What is required: Restate all the data word for word, leaving nothing out.

Data supplied:
--

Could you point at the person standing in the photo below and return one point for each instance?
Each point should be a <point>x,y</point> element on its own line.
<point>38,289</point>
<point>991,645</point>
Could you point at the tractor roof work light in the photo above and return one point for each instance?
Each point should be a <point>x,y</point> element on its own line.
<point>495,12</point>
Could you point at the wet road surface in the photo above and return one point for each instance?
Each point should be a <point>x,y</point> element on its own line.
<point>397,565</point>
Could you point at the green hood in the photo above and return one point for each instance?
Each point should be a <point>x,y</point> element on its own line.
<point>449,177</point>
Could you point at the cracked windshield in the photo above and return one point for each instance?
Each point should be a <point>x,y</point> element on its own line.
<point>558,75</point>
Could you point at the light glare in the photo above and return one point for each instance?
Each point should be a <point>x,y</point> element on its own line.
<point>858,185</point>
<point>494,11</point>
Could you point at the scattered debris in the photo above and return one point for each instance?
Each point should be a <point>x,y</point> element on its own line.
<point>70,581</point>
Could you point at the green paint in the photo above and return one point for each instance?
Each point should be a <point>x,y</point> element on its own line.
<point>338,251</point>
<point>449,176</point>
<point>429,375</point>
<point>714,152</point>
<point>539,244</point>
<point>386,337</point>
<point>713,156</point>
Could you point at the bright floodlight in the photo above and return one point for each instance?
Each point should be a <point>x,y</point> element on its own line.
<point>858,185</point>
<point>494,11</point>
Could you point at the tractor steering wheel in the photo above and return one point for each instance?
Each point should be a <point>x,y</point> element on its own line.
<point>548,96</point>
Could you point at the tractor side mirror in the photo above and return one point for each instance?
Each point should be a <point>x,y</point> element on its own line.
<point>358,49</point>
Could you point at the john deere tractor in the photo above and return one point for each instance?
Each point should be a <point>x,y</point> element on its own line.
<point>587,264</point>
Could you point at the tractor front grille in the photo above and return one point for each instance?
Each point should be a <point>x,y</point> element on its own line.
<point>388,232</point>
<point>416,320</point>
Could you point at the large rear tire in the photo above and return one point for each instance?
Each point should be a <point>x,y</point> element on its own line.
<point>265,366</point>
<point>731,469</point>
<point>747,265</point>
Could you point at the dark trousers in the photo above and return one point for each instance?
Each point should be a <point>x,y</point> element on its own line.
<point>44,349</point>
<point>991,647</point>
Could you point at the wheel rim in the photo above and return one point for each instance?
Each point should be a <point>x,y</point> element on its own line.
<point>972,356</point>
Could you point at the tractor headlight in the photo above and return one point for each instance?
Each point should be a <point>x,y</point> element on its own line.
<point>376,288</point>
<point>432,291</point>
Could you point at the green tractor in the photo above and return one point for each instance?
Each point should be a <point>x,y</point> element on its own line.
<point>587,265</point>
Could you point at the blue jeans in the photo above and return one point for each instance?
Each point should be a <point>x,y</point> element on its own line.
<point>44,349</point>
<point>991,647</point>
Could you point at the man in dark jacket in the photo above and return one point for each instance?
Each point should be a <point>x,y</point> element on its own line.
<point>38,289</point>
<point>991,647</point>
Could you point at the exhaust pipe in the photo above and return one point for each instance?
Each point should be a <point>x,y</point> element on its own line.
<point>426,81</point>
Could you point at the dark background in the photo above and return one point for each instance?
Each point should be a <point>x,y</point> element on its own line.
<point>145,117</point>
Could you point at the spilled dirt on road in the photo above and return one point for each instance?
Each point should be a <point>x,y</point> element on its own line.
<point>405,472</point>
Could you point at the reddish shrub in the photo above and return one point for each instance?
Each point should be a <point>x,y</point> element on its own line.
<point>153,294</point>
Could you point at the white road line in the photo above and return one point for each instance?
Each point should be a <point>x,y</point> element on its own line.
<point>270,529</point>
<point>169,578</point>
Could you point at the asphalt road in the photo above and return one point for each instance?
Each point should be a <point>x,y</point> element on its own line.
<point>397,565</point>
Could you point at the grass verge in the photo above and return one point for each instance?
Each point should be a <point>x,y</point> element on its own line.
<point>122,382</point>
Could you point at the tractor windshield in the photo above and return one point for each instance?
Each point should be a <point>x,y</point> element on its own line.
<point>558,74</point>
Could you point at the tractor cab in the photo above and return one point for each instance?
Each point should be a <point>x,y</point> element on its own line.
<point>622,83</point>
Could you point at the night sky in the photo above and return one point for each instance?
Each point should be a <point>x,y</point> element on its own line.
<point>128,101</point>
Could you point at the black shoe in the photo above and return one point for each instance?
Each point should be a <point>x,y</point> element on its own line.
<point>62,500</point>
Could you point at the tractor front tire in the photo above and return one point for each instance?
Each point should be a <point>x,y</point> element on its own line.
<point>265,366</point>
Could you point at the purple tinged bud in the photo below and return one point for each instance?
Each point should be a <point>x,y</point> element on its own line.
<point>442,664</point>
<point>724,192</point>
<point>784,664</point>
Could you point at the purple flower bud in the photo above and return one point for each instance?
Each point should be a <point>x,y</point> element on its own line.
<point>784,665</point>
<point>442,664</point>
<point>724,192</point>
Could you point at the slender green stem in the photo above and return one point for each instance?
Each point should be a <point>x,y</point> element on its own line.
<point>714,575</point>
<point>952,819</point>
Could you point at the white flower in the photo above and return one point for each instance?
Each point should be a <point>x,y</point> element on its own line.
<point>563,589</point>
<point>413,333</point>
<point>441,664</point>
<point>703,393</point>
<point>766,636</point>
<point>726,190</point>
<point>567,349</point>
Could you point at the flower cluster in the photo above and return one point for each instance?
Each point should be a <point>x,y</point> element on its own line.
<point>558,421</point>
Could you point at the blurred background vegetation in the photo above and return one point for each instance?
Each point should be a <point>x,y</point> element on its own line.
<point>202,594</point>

--

Result of the task:
Could you point at the person standing in the photo below and return one point for each instance?
Each point should be a <point>x,y</point> element on its own line.
<point>38,289</point>
<point>991,645</point>
Could you point at the tractor roof work light in the photo above and return one point for each instance?
Each point should be a <point>x,y</point> element on its own line.
<point>495,12</point>
Could you point at the wet road surface in the photo above and return one point for each instance?
Each point should be a <point>x,y</point> element on its own line.
<point>397,565</point>
Could you point at the green hood in the photo above and return one point for each instance?
Each point should be a <point>x,y</point> element on its own line.
<point>449,177</point>
Could you point at the cracked windshield in the photo above and return one point for each instance?
Each point should be a <point>x,y</point> element on its own line.
<point>558,75</point>
Could you point at the light glare in the photo above and return one point for each instance?
Each point should be a <point>x,y</point> element on its own line.
<point>858,185</point>
<point>494,11</point>
Could you point at the scattered debris in the photo above and return one point for each instance?
Each point should be a <point>x,y</point> element on its own line.
<point>70,581</point>
Could you point at the green paint in the photo above and return one point for each instance?
Each point should be a <point>x,y</point> element on its own line.
<point>338,251</point>
<point>449,176</point>
<point>429,375</point>
<point>714,152</point>
<point>539,244</point>
<point>386,337</point>
<point>713,156</point>
Could you point at the bright floodlight in the photo above and return one point for each instance?
Each point should be a <point>x,y</point> element on its own line.
<point>858,185</point>
<point>494,11</point>
Could you point at the tractor steering wheel in the photo above and return one point for each instance?
Each point should be a <point>x,y</point> element on its own line.
<point>548,96</point>
Could you point at the tractor side mirror in the photo above and return one point for each instance?
Each point should be a <point>x,y</point> element on its own line.
<point>358,49</point>
Could you point at the john deere tractor in the photo above and return one point for each instance?
Each point should be a <point>x,y</point> element on its own line.
<point>587,264</point>
Could you point at the tractor front grille in the photo above and return one point for each instance?
Each point should be a <point>x,y</point> element on its own line.
<point>388,232</point>
<point>416,320</point>
Could you point at the large rear tire in the photo above and return one point for each instance?
Each point should be a <point>x,y</point> element on its own line.
<point>265,366</point>
<point>731,469</point>
<point>747,265</point>
Could you point at the dark trousers in the photo above and return one point for each instance?
Each point should be a <point>x,y</point> element on its own line.
<point>44,349</point>
<point>991,647</point>
Could you point at the wheel rim in the photo above and return one point for each instance?
Each point should be a <point>x,y</point> element on its own line.
<point>972,356</point>
Could you point at the tractor headlight in the photo above and return one point for each instance?
Each point should be a <point>x,y</point> element on its own line.
<point>376,288</point>
<point>432,291</point>
Could you point at the green tractor in the photo above and return one point for each instance?
Each point should be a <point>x,y</point> element on its own line.
<point>587,265</point>
Could you point at the blue jeans in the photo above and return one point for each instance?
Each point should be a <point>x,y</point> element on its own line.
<point>44,349</point>
<point>991,647</point>
Could you point at the man in dark jacket in the photo above and return one point for each instance?
Each point should be a <point>x,y</point> element on its own line.
<point>38,289</point>
<point>991,647</point>
Could you point at the exhaust pipe in the photo above and return one point for each instance?
Each point should be a <point>x,y</point> element on its own line.
<point>426,81</point>
Could you point at the dark background in the photo above and return one point for each instance?
Each point should be a <point>x,y</point> element on its own line.
<point>145,117</point>
Could you point at the spilled dirt on road in the photo above and return one point for each instance?
Each point should be a <point>x,y</point> element on its own line.
<point>405,472</point>
Could you point at the reddish shrub in the photo above and return one point for each instance?
Each point should be a <point>x,y</point> element on its own line.
<point>153,294</point>
Could you point at the white road line in the photo above and return one point for each instance?
Each point should be a <point>x,y</point> element on its own line.
<point>270,529</point>
<point>169,578</point>
Could you point at the asphalt road in the photo above and return one point for each instance?
Each point should be a <point>x,y</point> element on its own line.
<point>397,565</point>
Could you point at the grass verge in the photo above and return one point for each instance?
Each point should be a <point>x,y</point> element on its own line.
<point>122,382</point>
Could you point at the tractor windshield in the photo above and return one point for each instance?
Each point should be a <point>x,y</point> element on its own line.
<point>558,74</point>
Could you point at the tractor cab in the photo above and return one point for each instance?
Each point should be a <point>x,y</point> element on its own line.
<point>622,83</point>
Could you point at the night sky in the photo above and return one point for each instance?
Each point should be a <point>x,y</point> element on its own line.
<point>128,101</point>
Could you point at the black shoe in the photo above and return one point for each instance?
Each point should be a <point>x,y</point> element on its own line.
<point>62,500</point>
Could you point at the tractor front tire in the photo above and return one point for each instance?
Each point should be a <point>x,y</point> element on its own line.
<point>265,366</point>
Could you point at the purple tinged bud in the photo below and return one point for each instance?
Each point should be a <point>x,y</point> element on its own line.
<point>442,664</point>
<point>724,192</point>
<point>784,664</point>
Could you point at the purple flower bud in the photo above and return one point for each instance?
Each point should be a <point>x,y</point> element on its own line.
<point>784,665</point>
<point>442,664</point>
<point>724,192</point>
Could you point at the slender green stem in the photo above and return one point for each instance?
Each point should be a <point>x,y</point> element on its own line.
<point>714,575</point>
<point>952,819</point>
Could you point at the white flower in the photo above and return one point for each instance?
Each point should be a <point>x,y</point> element on its own line.
<point>563,589</point>
<point>413,333</point>
<point>441,664</point>
<point>703,393</point>
<point>766,636</point>
<point>726,190</point>
<point>567,349</point>
Could you point at the flower cluster in the photo above and return one point for each instance?
Each point should be a <point>x,y</point> element on its own line.
<point>558,421</point>
Could you point at the blurred background vegetation in the photo above and return one point for each instance?
Each point should be a <point>x,y</point> element on its own line.
<point>202,594</point>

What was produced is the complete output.